[[ Dataset entries, beginning ]]

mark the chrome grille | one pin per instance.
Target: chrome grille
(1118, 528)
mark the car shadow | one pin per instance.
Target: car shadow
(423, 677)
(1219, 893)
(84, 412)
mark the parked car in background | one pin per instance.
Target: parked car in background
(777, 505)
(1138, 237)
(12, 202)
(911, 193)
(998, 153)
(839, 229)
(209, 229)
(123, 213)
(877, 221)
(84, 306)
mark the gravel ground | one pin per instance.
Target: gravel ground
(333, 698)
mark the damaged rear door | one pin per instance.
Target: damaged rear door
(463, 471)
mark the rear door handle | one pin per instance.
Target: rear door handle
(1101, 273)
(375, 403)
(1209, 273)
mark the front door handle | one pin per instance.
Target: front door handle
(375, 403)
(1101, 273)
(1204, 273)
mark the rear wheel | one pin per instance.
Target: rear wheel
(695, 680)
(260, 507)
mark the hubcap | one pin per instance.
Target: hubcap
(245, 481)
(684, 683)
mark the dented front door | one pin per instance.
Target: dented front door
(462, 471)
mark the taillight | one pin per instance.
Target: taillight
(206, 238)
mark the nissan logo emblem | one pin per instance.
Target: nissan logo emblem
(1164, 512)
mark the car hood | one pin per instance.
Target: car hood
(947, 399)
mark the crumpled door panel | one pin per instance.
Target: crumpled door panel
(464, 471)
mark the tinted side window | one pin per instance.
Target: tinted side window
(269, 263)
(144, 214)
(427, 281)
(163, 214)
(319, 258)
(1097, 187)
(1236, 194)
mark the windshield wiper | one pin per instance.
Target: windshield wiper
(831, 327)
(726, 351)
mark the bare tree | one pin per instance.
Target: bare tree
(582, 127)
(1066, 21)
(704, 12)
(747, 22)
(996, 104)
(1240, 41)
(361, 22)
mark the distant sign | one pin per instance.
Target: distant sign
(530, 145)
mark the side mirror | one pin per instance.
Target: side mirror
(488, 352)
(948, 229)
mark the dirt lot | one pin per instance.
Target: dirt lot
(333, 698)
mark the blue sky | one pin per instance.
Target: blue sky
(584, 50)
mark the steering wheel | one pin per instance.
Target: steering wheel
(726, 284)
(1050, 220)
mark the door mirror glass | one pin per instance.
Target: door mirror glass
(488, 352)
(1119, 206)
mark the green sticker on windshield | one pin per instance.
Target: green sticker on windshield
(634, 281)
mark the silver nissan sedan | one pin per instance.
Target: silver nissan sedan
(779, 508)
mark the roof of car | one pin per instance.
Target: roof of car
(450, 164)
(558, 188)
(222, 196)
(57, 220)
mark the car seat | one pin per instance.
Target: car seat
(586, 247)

[[ Dataset entries, end ]]

_Aim of the task_: Please retype all of the data above exactly as it appears.

_Response_:
mark the chrome grille | one pin per instance.
Target: chrome grille
(1118, 528)
mark the car shadow | one pin per instance.
Target: car shadow
(423, 677)
(1219, 893)
(84, 412)
mark the parked car in background | one pin per instance.
Target: parked car in background
(777, 505)
(1138, 237)
(12, 202)
(911, 193)
(998, 153)
(839, 229)
(209, 229)
(123, 213)
(877, 221)
(84, 306)
mark the gravel ground | one pin per instance.
Target: gravel ground
(333, 698)
mark the damaged rear door | one pin per instance.
Target: damaged rear door
(463, 471)
mark the rear door handle | one pin per instance.
Target: rear door handle
(1101, 273)
(375, 403)
(1209, 273)
mark the front door handle | one pin per instance.
Target: front door handle
(375, 403)
(1101, 273)
(1204, 273)
mark the rear wheel | one pin per instance.
Target: rear wheel
(695, 680)
(260, 507)
mark the hubcap | one pin per instance.
Target: hubcap
(245, 481)
(684, 683)
mark the dented front door | one pin per instance.
Target: dented front door
(462, 471)
mark the taillight | one pin per instance.
Target: taillight
(206, 238)
mark the nissan logo emblem | one pin per instance.
Target: nissan logo emblem
(1164, 512)
mark the car hood | one pin per instance.
Target: car hood
(947, 399)
mark the crumpled door panel | one pin per instance.
Target: crumpled door panel
(464, 471)
mark the tinted side window | one pin per instance.
Target: tinted side window
(269, 263)
(144, 214)
(427, 281)
(163, 214)
(319, 258)
(1097, 187)
(1236, 194)
mark the windshield wiper | one pin per instance.
Target: windshield wiper
(831, 327)
(726, 351)
mark the bare tree | one pin per instance.
Target: bare tree
(582, 127)
(1066, 21)
(704, 12)
(747, 22)
(996, 104)
(1240, 41)
(361, 22)
mark the distant sign | one pin per instance.
Target: distant sign
(530, 145)
mark the side mirror | one pin per instance.
Target: side mirror
(488, 352)
(948, 229)
mark the dirt lot | one pin per instance.
Target: dirt lot
(333, 698)
mark the blue sky | one pin per instance.
Target: blue sky
(584, 50)
mark the steering wheel | one pin per instance.
Target: steering wheel
(726, 284)
(1050, 220)
mark the door mirror glass | one pin per instance.
Target: door mirror glass
(488, 352)
(1119, 206)
mark the green sticker on windshield | one pin per instance.
Target: green sticker on windshield
(634, 281)
mark the silver nissan sedan | one pin per instance.
Target: silver nissan sedan
(779, 508)
mark the roof of car | one pin per instance.
Target: roof of car
(450, 164)
(558, 188)
(222, 196)
(57, 220)
mark the car seat | one pin per instance.
Target: car seat
(586, 247)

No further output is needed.